• DOCUMENT SECTION:
•••
Jay Conner [00:01:13]:
It’s all the same money. It’s just a matter of how we structure it for the deal. Well, in this episode, we’re going to dive deep and learn how my special guest, Ray Hightower, and his favorite ways to raise private money, right after this.
Narrator [00:01:32]:
If you’re a real estate investor and are wondering how to raise and leverage private money to make more profit on every deal, then you’re in the right place. On raising private money, we’ll speak with new and seasoned investors to dissect their deals and extract the best tips and strategies to help you get the money because the money comes first. Now here’s your host, Jay Conner.
Jay Conner [00:02:01]:
Oh, my lands. Hello, Ray Hightower. Welcome to the show.
Ray Hightower [00:02:06]:
Thank you so much, Jay. I’m I’m very glad to be here. Thanks for having me.
Jay Conner [00:02:10]:
Absolutely. I’m excited to have you here, Ray, because you had me on your show, not too long ago, and I was so impressed. You’re a fantastic interviewer and host. And, of course, while I was on your show, I learned quite a bit about you and all these 1,000,000 dollars that you’ve raised in private money. And I said, well, Ray, we got to continue the party and get you on my show because I wanna interview you about how you’ve gone about raising private money. So before we dive into your favorite methods and how you attract private money into your world, let’s go in your background for just a minute. You didn’t start in real estate. You started in something very different.
Jay Conner [00:02:53]:
So, share with, my audience your backstory.
Ray Hightower [00:02:57]:
Sure. Yeah. Thanks for having me. My backstory is in technology. I have a computer science degree. I worked for a couple of Fortune 500 corporations, and I started and ran a technology company. Ran that company for a couple of decades. After 21-plus years, I sold that company, and now I’m in multifamily real estate.
Ray Hightower [00:03:18]:
And we can drill down into any of those, but, I know we have limited time. I wanna respect your time and the time of the audience.
•••
Location annotation dataset excerpts:
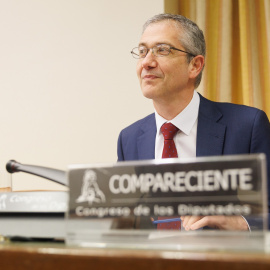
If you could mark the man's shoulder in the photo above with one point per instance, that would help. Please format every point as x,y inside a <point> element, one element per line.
<point>227,108</point>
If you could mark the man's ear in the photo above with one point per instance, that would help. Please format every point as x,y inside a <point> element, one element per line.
<point>195,66</point>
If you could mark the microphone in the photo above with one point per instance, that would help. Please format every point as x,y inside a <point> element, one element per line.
<point>54,175</point>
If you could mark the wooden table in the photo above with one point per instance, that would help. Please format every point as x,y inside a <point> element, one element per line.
<point>56,256</point>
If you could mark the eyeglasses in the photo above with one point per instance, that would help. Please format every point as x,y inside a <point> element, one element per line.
<point>158,50</point>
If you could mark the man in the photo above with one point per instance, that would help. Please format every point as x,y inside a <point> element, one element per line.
<point>171,58</point>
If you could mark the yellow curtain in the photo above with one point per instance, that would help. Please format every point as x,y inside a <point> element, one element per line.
<point>237,34</point>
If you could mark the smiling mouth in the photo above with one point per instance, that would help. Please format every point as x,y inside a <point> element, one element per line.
<point>149,77</point>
•••
• REQUIREMENTS: Write the next part of the real estate podcast transcript, picking up after Ray Hightower's remark about respecting the audience's time.

• TASK RESULT:
Jay Conner [00:03:26]:
Oh, sure. Well, well, first, my curiosity, you know, killed the cat and satisfaction brought him back. What’s the bridge between technology to real estate investing?
Ray Hightower [00:03:39]:
Oh, yeah. Yeah. You know, the bridge is this. When you’re in tech, and you know this, and a lot of your listeners are gonna know this too. You, the salaries are high. You know, you can you can earn a a good living. And if you’re running a company, you’re paying higher salaries and you’re paying higher fees to contractors or whomever you hire, so you don’t get to hold on to money. I used to tell people jokingly I was more of a conduit for money than an equity builder.
Ray Hightower [00:04:05]:
And so one difference between what I was doing in tech versus real estate, I still love tech, but I’m at the stage where I want to focus more on building up equity. I built up equity in tech by investing in other companies. You know, I’ve I’ve I’ve been investing in publicly traded stocks since I was 18 years old. So, you know, I’ve done that for a long time. But there’s something different about investing in other companies and investing in publicly traded companies versus real estate. There are advantages in real estate that are not available to investments made in other types of companies, and we can drill down into that if you like as well.
Jay Conner [00:04:44]:
Well, sure. Go ahead and go ahead and share from your experience, the benefits of, investing in real estate.
Ray Hightower [00:04:52]:
Oh, yeah. Yeah. 1, capital preservation. You’re rarely in a deal that just goes completely south and the value of the property is lost 100% because there are things we do as operators to make sure that that doesn’t happen just to protect ourselves. We put insurance in place, for example. You wanna make sure that the property is insured to prevent any natural disasters or catastrophes that could happen. And then the land itself is always going to be worth something. There’s always going to be someone who wants the land to build something on it.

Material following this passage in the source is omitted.